The Number “e”: Taylor Series and Euler’s Formula

Let us play for a moment with Euler’s famous formula:

\[e^{ix}=\cos x + i\sin x.\]

R.P. Feynman, in his Lectures, referred to it as “the most remarkable formula in mathematics.” Many important results follow from it. For $x=\pi$, it yields the famous identity $e^{i\pi}+1=0$, linking five fundamental constants of mathematics.

This post is an adapted chapter from my book: M. Szewczyk, Analytical Methods in the Calculation of Switching Processes in Power Systems, OWPW 2024. At a deeper source level, it is also based on the beautiful textbook: G. Fichtenholz, Differential and Integral Calculus, Vol. II, PWN, Warsaw 1965. Original title: Г. М. Фихтенгольц, Course of Differential and Integral Calculus, Moscow–Leningrad 1958.

> [GIVEN RECORDS]:
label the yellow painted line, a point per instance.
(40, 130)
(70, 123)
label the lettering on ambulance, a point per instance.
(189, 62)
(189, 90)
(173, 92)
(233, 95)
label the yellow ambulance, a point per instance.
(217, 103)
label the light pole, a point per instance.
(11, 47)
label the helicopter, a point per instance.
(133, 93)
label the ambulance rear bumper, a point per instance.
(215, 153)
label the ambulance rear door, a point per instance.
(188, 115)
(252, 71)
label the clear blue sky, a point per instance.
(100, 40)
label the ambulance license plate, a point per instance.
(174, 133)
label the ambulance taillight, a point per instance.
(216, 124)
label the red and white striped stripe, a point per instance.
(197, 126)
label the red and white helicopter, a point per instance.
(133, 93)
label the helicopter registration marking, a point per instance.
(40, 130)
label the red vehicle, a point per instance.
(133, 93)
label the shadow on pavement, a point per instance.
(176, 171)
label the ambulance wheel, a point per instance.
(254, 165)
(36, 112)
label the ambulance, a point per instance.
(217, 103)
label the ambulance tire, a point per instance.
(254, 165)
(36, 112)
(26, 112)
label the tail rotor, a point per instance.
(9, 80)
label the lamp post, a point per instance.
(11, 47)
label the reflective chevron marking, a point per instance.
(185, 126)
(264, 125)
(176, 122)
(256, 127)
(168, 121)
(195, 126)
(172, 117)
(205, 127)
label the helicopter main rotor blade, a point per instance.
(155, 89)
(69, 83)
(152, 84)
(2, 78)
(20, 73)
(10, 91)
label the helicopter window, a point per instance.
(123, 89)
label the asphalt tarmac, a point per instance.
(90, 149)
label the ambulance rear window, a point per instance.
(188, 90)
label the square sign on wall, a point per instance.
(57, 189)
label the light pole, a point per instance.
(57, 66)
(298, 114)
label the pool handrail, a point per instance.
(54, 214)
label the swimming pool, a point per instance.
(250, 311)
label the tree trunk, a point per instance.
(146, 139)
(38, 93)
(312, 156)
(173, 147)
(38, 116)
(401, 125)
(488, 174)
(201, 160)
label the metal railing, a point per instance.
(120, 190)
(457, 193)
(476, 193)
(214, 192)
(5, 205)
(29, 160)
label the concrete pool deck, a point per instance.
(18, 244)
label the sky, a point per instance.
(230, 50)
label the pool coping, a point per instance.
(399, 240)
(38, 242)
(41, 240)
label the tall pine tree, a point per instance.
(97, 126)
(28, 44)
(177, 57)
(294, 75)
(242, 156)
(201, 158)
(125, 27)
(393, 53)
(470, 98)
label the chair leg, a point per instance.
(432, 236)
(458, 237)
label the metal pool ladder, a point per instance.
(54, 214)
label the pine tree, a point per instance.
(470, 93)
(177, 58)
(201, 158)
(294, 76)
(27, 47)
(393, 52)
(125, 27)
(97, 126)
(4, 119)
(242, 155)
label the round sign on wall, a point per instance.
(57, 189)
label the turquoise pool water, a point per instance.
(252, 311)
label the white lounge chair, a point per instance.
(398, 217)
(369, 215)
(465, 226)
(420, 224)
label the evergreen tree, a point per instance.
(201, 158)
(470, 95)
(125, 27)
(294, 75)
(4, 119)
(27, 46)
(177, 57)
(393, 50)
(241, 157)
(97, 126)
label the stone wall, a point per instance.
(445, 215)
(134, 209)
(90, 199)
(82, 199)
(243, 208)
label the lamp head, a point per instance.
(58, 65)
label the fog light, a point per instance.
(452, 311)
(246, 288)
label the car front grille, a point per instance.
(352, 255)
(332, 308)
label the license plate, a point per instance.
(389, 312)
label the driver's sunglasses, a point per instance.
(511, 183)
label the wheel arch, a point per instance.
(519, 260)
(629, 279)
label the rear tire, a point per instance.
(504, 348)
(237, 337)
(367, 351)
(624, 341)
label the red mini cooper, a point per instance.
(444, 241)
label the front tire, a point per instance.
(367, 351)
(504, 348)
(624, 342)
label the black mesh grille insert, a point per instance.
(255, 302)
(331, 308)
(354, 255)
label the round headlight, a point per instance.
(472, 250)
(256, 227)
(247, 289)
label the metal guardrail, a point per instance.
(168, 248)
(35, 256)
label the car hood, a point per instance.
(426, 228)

> [TASK TO COMPLETE]: Extend the post on Euler's formula, starting right after its last sentence. The entries have no connection to the text.

> [TASK RESULT]:
The Taylor Series

Euler’s formula $e^{ix}=\cos x + i\sin x$ can be obtained by examining the Taylor expansions of the functions $e^x$, $\cos x$, and $\sin x$ about $x_0=0$:

\[f(x)=\sum_{n=0}^{\infty}{f^{(n)}(0)\over n!}x^n\:\:.\]

For elementary functions, successive derivatives $f^{(n)}(0)$ in Taylor series are computed according to the familiar formulas:

\[\frac{\mathrm{d}}{\mathrm{d}x}e^x = e^x,\:\:\: \frac{\mathrm{d}}{\mathrm{d}x}\cos{x} =-\sin{x},\:\:\: \frac{\mathrm{d}}{\mathrm{d}x}\sin{x} = \cos{x}.\]

Since the function $e^x$ reproduces itself under differentiation, $(e^x)’ = e^x$, its Taylor expansion follows immediately:

\[e^x=\sum_{n=0}^{\infty}{x^n\over n!}.\]

In the case of $\cos x$, only the even terms are nonzero, while for $\sin x$, only the odd terms remain. This happens because the remaining derivatives are proportional to $\sin x$, which vanishes at $x=0$. Moreover, the signs alternate, starting with a positive term.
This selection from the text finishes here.